■ **Work instruction**: Locate the line that contains "Target: dog's paw". Copy it and every following line through the end of the records, exactly, and include nothing else.

(Extracted records)
════════

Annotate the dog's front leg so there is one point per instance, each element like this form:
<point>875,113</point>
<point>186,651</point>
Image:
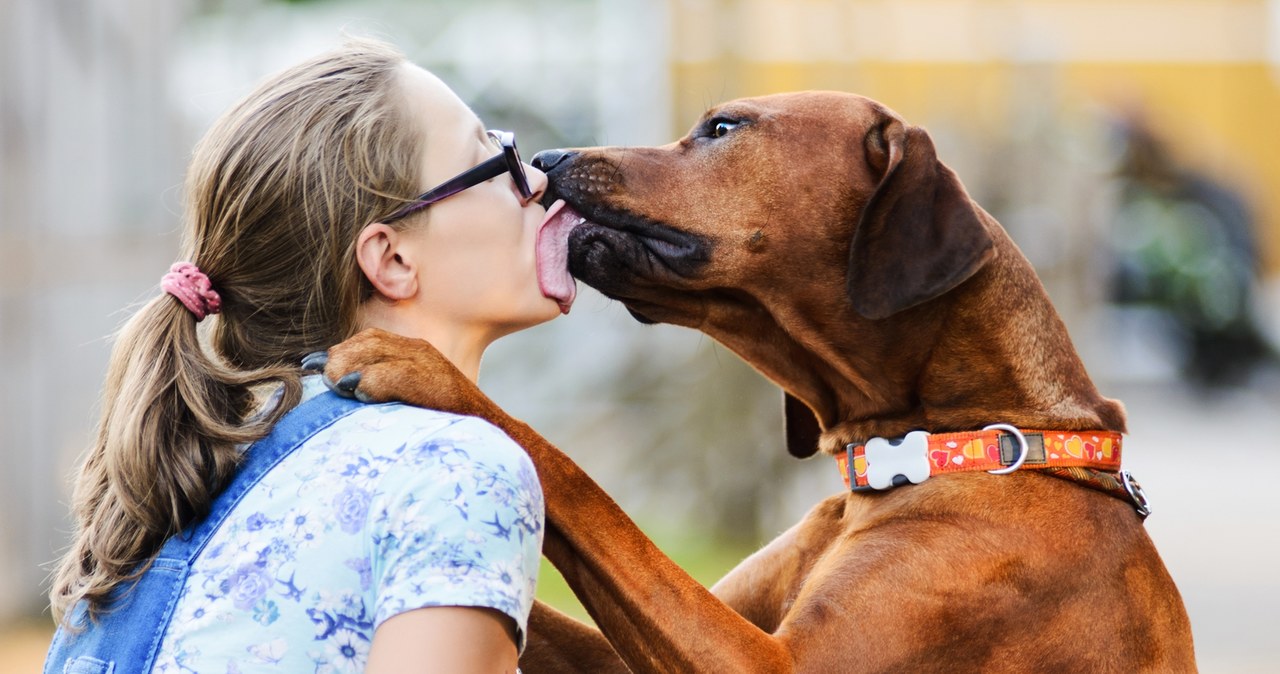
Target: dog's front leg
<point>561,645</point>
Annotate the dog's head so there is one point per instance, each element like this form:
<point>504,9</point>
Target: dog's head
<point>773,221</point>
<point>767,188</point>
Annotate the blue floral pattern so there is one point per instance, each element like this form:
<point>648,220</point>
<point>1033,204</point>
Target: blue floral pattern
<point>389,509</point>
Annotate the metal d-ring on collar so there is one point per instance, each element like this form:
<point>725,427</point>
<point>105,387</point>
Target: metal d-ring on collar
<point>1022,446</point>
<point>1136,494</point>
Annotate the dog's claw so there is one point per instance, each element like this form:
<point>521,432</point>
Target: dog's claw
<point>350,383</point>
<point>315,361</point>
<point>344,386</point>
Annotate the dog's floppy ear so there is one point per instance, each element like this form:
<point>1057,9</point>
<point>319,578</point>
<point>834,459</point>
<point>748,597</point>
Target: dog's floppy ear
<point>919,234</point>
<point>801,427</point>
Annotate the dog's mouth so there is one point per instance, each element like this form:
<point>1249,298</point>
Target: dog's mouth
<point>611,251</point>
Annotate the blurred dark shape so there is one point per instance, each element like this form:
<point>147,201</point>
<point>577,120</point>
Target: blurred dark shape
<point>1184,246</point>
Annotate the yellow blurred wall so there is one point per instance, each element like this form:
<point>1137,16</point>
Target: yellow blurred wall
<point>1206,73</point>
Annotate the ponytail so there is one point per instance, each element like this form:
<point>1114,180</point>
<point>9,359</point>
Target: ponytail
<point>167,443</point>
<point>277,195</point>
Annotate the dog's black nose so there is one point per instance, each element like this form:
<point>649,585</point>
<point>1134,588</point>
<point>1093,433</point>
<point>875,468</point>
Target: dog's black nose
<point>548,159</point>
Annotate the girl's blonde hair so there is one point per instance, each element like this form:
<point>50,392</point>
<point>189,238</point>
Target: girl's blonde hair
<point>277,193</point>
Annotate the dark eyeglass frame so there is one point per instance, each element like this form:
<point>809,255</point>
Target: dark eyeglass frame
<point>504,161</point>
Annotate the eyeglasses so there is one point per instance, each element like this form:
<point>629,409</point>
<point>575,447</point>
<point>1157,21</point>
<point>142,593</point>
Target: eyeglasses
<point>504,161</point>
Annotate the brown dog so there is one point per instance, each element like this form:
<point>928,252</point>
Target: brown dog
<point>818,237</point>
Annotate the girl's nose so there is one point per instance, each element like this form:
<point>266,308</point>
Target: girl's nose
<point>536,183</point>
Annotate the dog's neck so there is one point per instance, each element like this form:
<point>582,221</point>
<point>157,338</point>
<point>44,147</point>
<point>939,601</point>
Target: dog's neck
<point>993,349</point>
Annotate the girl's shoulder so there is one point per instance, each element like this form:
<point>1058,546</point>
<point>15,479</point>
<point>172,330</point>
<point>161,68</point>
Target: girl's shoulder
<point>417,435</point>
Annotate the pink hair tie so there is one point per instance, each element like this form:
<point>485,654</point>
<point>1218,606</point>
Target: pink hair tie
<point>192,288</point>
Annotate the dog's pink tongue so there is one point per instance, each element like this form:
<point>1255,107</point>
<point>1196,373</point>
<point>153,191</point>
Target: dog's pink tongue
<point>553,276</point>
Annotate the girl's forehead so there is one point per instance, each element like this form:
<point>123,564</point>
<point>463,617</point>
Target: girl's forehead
<point>430,97</point>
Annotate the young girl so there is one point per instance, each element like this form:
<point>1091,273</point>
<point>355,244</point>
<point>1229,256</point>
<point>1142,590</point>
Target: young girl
<point>219,532</point>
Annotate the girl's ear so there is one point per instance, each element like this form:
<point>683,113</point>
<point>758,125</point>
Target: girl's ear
<point>383,257</point>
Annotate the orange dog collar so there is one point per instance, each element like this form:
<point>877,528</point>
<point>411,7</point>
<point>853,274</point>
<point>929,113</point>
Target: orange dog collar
<point>1091,458</point>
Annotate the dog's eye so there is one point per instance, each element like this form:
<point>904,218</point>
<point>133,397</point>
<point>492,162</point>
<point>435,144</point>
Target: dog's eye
<point>721,127</point>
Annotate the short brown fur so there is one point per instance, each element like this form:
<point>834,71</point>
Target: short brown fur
<point>830,248</point>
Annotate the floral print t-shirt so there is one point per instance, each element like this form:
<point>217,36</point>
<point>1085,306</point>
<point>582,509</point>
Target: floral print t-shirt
<point>389,509</point>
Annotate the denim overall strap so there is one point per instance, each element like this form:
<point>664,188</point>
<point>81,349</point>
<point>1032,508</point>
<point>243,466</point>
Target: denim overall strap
<point>127,637</point>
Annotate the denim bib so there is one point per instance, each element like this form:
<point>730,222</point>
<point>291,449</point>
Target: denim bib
<point>127,637</point>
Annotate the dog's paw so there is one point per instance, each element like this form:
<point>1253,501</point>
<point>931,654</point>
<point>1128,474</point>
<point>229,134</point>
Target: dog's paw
<point>376,366</point>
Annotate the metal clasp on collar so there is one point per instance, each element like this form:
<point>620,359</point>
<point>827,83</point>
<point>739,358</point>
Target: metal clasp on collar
<point>1022,446</point>
<point>1136,494</point>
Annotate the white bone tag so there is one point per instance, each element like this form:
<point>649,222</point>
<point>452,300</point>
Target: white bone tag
<point>909,458</point>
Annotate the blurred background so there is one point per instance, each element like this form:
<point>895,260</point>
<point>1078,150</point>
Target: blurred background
<point>1129,146</point>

════════

■ **Reply**:
Target: dog's paw
<point>376,366</point>
Annotate the metal clasp on collar so there is one point per instance, each element like this form:
<point>620,359</point>
<point>827,83</point>
<point>739,358</point>
Target: metal clasp on collar
<point>1022,446</point>
<point>1136,494</point>
Annotate the white bone tag so there is one point per instance, each element like this form:
<point>649,222</point>
<point>452,300</point>
Target: white bone tag
<point>909,458</point>
Annotate the blurred background so there is one point per instance, each element like this form:
<point>895,260</point>
<point>1078,150</point>
Target: blurred background
<point>1129,146</point>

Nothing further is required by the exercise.